======== Selected extract
A summary of research and studies on factors that affect trails management strategy and determining uses for each trail.
I am a professional trail builder based in NC and as such I see the relative impacts of all user groups on a very regular basis. I recently researched and made comments on this issue for a local state forest recreational plan and you may use these comments and review of the research in your efforts there. You will find my comments below comparing the relative impacts of horses vs. bikes, I hope this is helpful. Please let me know if I can answer any other questions for you.
Comparing relative impacts of various trail user groups: The EA document introduces the concept that different user groups have varying levels of physical impacts on trails noting that hiking and biking have similar impacts while horse use has significantly higher impacts. Unfortunately the document does not really site any specific research or studies in forming this conclusion and some reviewers of the EA may read in an opinion based on prejudice instead of reaction to hard science. As a professional trail designer/builder, perhaps I have researched this (as it is important to my job) more than the author of the EA and I can share the research I have re-viewed.
The statements/claims in the EA are certainly well founded and number of different studies back up the generalizations made.
A 2001 study performed by botanist Richard Reader of the University of Guelph (Canada) noted that "We've found that hikers have the same effect as bikers do, regardless of the number of trips along the path. In reality, both are equally damaging to the environment, but there is increased trail wear because twice the number of people are now using the trails." (Impacts of Experimentally Applied Mountain Biking and Hiking on Vegetation and Soil of a Deciduous Forest - Eden Thurston and Richard Reader).
================
> _Exercise prompt_:
Copy out the entire trail impacts text word for word. The dataset items are separate material and not part of the trail impacts text.
======== Data provided
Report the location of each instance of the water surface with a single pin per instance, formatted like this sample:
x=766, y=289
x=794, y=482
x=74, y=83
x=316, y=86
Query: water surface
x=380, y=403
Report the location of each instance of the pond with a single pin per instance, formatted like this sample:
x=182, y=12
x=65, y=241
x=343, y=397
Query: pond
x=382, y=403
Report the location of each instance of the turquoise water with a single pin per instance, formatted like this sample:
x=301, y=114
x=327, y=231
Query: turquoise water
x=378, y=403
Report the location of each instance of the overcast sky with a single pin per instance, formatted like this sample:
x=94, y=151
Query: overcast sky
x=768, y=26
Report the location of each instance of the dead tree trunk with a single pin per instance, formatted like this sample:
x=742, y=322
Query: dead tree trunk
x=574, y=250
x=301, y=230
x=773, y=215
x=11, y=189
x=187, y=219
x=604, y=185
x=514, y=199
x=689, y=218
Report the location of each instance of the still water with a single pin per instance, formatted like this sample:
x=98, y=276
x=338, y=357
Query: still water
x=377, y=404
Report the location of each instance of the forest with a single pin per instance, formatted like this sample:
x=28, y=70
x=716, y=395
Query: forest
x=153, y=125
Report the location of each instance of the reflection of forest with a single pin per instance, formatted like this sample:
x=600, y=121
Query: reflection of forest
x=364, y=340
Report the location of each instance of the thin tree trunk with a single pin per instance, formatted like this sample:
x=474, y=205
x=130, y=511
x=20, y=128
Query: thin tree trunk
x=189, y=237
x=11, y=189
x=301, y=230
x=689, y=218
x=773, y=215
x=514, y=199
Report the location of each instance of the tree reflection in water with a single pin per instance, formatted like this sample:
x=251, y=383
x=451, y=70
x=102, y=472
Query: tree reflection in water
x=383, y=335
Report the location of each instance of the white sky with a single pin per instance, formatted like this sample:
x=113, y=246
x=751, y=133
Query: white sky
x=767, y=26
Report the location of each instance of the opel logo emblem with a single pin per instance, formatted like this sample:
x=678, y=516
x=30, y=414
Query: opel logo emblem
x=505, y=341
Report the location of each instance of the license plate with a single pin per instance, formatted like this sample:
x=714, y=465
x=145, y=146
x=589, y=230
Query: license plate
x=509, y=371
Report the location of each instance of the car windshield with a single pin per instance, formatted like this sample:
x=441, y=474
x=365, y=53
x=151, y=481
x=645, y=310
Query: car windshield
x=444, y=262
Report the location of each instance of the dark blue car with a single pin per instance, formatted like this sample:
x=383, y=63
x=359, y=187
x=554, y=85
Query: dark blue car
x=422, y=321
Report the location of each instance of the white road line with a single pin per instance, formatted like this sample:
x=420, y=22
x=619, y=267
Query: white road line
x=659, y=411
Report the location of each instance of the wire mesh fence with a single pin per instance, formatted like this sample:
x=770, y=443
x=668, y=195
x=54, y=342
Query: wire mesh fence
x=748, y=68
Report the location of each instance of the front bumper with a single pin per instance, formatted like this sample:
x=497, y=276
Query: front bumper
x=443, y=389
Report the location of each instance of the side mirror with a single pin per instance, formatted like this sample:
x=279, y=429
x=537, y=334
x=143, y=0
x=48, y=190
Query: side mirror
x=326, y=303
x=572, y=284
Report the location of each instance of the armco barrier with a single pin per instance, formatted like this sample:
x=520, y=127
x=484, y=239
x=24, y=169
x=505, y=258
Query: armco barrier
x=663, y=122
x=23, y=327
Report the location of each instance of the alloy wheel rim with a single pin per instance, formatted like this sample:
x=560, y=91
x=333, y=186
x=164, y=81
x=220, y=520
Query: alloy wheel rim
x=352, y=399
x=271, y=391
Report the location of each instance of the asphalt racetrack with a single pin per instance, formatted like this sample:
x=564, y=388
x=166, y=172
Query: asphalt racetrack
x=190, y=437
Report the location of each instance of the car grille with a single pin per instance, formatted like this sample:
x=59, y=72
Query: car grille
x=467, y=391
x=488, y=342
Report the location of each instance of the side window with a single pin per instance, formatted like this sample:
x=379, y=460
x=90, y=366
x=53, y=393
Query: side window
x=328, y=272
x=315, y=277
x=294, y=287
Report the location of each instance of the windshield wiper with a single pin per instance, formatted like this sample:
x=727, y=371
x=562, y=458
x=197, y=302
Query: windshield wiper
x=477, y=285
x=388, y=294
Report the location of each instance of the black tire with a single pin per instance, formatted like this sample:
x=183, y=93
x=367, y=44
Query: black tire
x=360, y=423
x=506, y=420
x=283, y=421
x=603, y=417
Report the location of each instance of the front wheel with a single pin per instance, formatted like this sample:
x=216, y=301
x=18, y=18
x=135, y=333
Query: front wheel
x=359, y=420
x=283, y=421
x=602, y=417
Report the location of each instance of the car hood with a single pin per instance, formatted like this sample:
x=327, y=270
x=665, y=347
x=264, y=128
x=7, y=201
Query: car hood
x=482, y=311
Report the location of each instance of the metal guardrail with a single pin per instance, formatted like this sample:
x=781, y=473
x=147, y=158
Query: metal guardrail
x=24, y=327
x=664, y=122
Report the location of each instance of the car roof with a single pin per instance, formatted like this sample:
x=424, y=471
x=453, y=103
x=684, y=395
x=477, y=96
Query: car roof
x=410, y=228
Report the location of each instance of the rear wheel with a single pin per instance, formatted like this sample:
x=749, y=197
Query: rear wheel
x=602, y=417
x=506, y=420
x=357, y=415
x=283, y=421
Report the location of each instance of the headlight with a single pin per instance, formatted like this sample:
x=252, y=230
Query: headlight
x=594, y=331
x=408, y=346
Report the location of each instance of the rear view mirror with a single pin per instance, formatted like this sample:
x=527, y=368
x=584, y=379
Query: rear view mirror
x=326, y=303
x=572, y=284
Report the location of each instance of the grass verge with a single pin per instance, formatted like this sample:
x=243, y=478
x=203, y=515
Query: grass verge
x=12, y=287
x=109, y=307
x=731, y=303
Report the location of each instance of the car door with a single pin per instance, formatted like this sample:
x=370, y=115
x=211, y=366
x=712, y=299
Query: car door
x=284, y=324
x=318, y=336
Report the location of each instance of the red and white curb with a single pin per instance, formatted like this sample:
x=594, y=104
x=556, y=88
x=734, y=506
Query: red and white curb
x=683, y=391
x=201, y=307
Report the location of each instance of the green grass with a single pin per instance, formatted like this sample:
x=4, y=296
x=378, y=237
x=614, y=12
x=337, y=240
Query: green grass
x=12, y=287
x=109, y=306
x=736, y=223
================
> _Result_:
A summary of research and studies on factors that affect trails management strategy and determining uses for each trail.
I am a professional trail builder based in NC and as such I see the relative impacts of all user groups on a very regular basis. I recently researched and made comments on this issue for a local state forest recreational plan and you may use these comments and review of the research in your efforts there. You will find my comments below comparing the relative impacts of horses vs. bikes, I hope this is helpful. Please let me know if I can answer any other questions for you.
Comparing relative impacts of various trail user groups: The EA document introduces the concept that different user groups have varying levels of physical impacts on trails noting that hiking and biking have similar impacts while horse use has significantly higher impacts. Unfortunately the document does not really site any specific research or studies in forming this conclusion and some reviewers of the EA may read in an opinion based on prejudice instead of reaction to hard science. As a professional trail designer/builder, perhaps I have researched this (as it is important to my job) more than the author of the EA and I can share the research I have re-viewed.
The statements/claims in the EA are certainly well founded and number of different studies back up the generalizations made.
A 2001 study performed by botanist Richard Reader of the University of Guelph (Canada) noted that "We've found that hikers have the same effect as bikers do, regardless of the number of trips along the path. In reality, both are equally damaging to the environment, but there is increased trail wear because twice the number of people are now using the trails." (Impacts of Experimentally Applied Mountain Biking and Hiking on Vegetation and Soil of a Deciduous Forest - Eden Thurston and Richard Reader).